Texto base:
──────

As instruções para chegar no escritório central mundial do Roger Stone - onde acontecem teorias da conspiração e autopromoção - são tão confusas e misteriosas como ele. A primeira versão, enviada por Stone por mensagem de celular, leva a um estacionamento deserto perto de uma construção vazia em Oakland Park, ao norte de Fort Lauderdale. Um lugar chamado Scandals Sallon fica do outro lado da rua, mas a verdade é que Stone mandou o endereço errado.
"Bom, você vai ter matar o lide", disse o homem que sabe o suficiente sobre essa dança com a profissão de jornalista para reconhecer o que poderia ter sido um detalhe sonoro no primeiro parágrafo. Afinal de contas, Stone raramente encontrou um escândalo com o qual não pudesse se enroscar e adorar.
A próxima parte das instruções para seu escritório pessoal e estúdio de transmissão pede que se encontre uma "porta discretamente marcada com um 'A'", o que pode ser útil, exceto pelo fato crucial que não há uma porta marcada discretamente com um "A" no endereço novo, próximo de um depósito de suprimentos para banheiro. Há, porém, uma porta pintada de preto com nenhuma marca, de onde sai um homem vestido com bermudas, tênis sem meia, uma gravata com nó solto e uma camisa branca - Stone, inequivocamente.
"O que aconteceu com nosso 'A'?", ele chama atenção de duas jovens assistentes. Do lado de dentro, Stone tem um bongo com o formato da cabeça de Richard Nixon e um desenho enquadrado de um rolo de papel higiênico com o rosto de Nixon em cada folha.
"P.S.: Eu não tenho clientes chatos"
No começo da década de 70, Stone se tornou um mestre da arte da política das trevas, se intrometendo sorrateiramente com os democratas, como parte do Comitê de Reeleição de Nixon como presidente, apelidado de CREEP. Depois disso, trabalhou como consultor político, lobista e estrategista, normalmente para candidatos republicanos.
Mais de quatro décadas e meia depois, Stone ainda gosta de acreditar que é um homem operando nas sombras. "P.S.: Eu não tenho clientes chatos", diz ele uma das noites, sem dizer nomes ou explicar exatamente o que faz. Mas o escritório desse parceiro do Presidente Donald Trump também está movimentado com os recentes acontecimentos políticos.

──────

O que fazer: Retome o texto sobre Roger Stone logo depois da última frase e continue a escrita. As linhas que vêm a seguir são um material separado do texto sobre Roger Stone.

Linhas:

──────

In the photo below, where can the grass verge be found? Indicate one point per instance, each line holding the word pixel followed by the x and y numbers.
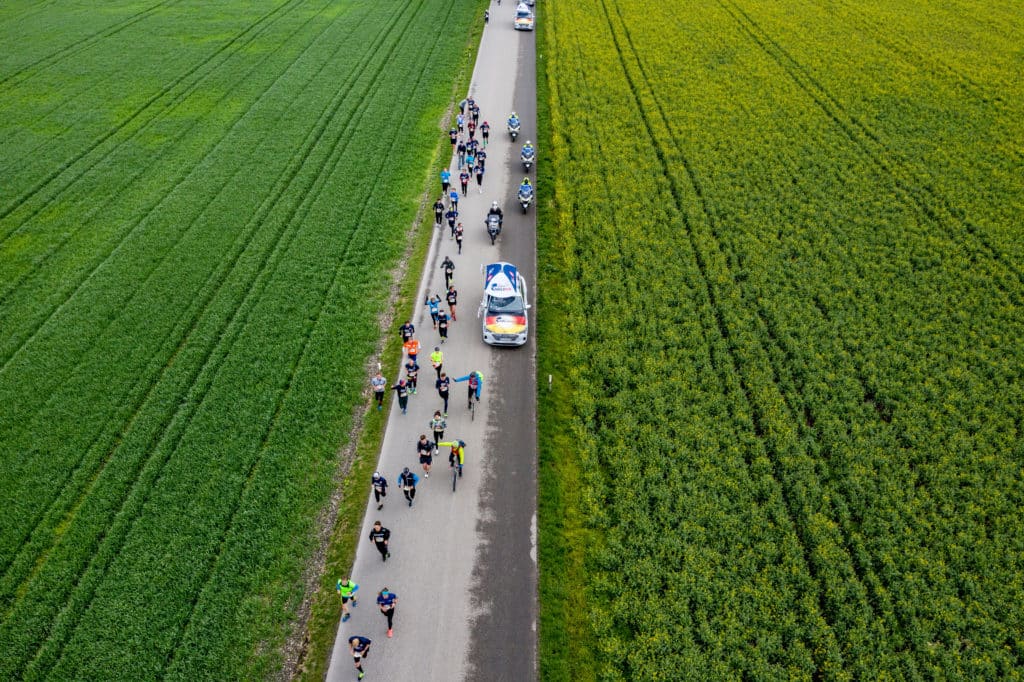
pixel 326 612
pixel 565 639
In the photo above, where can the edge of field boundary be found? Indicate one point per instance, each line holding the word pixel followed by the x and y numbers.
pixel 564 639
pixel 307 651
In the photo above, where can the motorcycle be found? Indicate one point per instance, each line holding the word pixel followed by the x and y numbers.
pixel 494 223
pixel 525 198
pixel 527 160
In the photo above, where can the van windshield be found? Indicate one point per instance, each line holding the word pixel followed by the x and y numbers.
pixel 506 305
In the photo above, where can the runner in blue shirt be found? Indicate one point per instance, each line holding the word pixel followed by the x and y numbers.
pixel 433 304
pixel 408 481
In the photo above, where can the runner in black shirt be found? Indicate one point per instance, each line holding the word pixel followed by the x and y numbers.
pixel 359 646
pixel 408 481
pixel 442 325
pixel 439 210
pixel 380 537
pixel 453 298
pixel 443 384
pixel 451 216
pixel 449 266
pixel 425 450
pixel 402 389
pixel 412 374
pixel 380 489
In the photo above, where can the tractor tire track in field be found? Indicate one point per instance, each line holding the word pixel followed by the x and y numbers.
pixel 126 517
pixel 934 206
pixel 929 62
pixel 145 115
pixel 772 346
pixel 261 214
pixel 330 294
pixel 583 257
pixel 11 81
pixel 849 125
pixel 757 418
pixel 179 334
pixel 8 353
pixel 900 46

──────

Resultado:
Uma pessoa comum pode achar perturbador que o Congresso americano esteja ameaçando trazê-lo antes do comitê investigar a possível participação russa na eleição presidencial de 2016. Mas Stone quer revelar tudo.
"Eu quero ser chamado", disse Stone, 64 anos, durante um jantar. "Eu só quero uma chance justa de contar o meu lado da história".
Criando presidentes
Stone desconsidera um de seus maiores perseguidores, o ex-promotor público e congressista democrático pela Califórnia Adam B. Schiff, por ser "muito cheio de si mesmo". Stone está pensando em processar Schiff por difamação, ainda que a imunidade congressional faça com que essa ação seja quase impossível.
Schiff é, de um certo sentido, um relações públicas fantástico e acidental de Stone. A atenção do Congresso não poderia ter vindo em um melhor momento para Stone, que lança o livro "The Making of the President 2016" (O Making of do Presidente de 2016) e é personagem do documentário "Get Me Roger Stone", lançado pela Netflix.
Stone é um autor prolífico, apresenta um programa de rádio, tem um site (stonecoldtruth.com) e nunca desapareceu da vida política. Ele tem falado sem parar por décadas, apontando um dedo acusador a Lyndon Johnson alegada cumplicidade com o assassinato de Kennedy, fuçando nos casos extraconjugais de Bill Clinton e chamando os Bush de "família do crime". A diferença é que agora tem mais gente ouvindo.
“Só ataca russos”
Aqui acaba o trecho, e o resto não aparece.